> [Document excerpt]:
────────────────

Authors
Konstantin Avrachenkov, Paulo Gonçalves, Arnaud Legout, Marina Sokol
Publication date
2011/12
Journal
Proceeding of NIPS Big Learning Workshop
Description
P2P downloads still represent a large portion of today’s Internet traffic. More than 100 million users operate BitTorrent and generate more than 30% of the total Internet traffic [7]. Recently, a significant research effort has been done to develop tools for automatic classification of Internet traffic by application [9, 8, 11]. The purpose of the present work is to provide a framework for subclassification of P2P traffic generated by the BitTorrent protocol. Unlike previous works [9, 8, 11], we cannot rely on packet level characteristics and on the standard supervised machine learning methods. The application of the standard supervised machine learning methods in [9, 8, 11] is based on the availability of a large set of parameters (packet size, packet interarrival time, etc.). Since P2P transfers are based on the same BitTorrent protocol we cannot use this set of parameters to classify P2P content and users. Instead we can make use of the bipartite user-content graph. This is a graph formed by two sets of nodes: the set of users (peers) and the set of contents (downloaded files). From this basic bipartite graph we also construct the user graph, where two users are connected if they download the same content, and the content graph, where two files are connected if they are both downloaded by at least one same user. The general intuition is that the users with similar interests download similar contents. This intuition can be rigorously formalized with the help of graph based semi-supervised learning approach [13].

────────────────

> [Data lines]:
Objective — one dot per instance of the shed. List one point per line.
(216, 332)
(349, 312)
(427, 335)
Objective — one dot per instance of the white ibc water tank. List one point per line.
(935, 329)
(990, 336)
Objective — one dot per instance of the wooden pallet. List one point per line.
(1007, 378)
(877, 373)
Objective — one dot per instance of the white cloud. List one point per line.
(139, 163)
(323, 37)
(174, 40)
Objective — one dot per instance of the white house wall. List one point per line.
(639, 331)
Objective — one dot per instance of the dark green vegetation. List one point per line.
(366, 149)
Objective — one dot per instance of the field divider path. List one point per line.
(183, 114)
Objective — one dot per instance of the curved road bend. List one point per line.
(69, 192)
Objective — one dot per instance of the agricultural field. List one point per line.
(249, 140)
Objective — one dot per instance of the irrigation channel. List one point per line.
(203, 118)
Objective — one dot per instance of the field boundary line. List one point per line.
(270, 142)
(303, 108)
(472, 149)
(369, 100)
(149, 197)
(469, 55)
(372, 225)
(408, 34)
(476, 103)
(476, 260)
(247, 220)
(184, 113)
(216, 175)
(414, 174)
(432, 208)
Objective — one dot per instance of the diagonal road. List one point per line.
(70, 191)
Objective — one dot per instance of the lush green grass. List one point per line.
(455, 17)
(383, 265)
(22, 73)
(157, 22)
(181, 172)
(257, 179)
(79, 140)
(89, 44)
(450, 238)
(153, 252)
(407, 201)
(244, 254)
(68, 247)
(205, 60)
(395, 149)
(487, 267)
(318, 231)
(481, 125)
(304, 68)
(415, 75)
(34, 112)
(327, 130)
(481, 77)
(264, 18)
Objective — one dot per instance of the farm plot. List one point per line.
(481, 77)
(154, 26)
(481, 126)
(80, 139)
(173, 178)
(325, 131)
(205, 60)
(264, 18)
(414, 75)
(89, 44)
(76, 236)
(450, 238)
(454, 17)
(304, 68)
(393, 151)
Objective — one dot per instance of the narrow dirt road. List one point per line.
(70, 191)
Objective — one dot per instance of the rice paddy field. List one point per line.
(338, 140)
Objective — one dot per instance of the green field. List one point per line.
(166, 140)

────────────────

> [Your task]: In the abstract on classifying BitTorrent traffic, when are two files connected in the content graph?

> [Response to this task]: Two files are connected when at least one same user downloads both of them.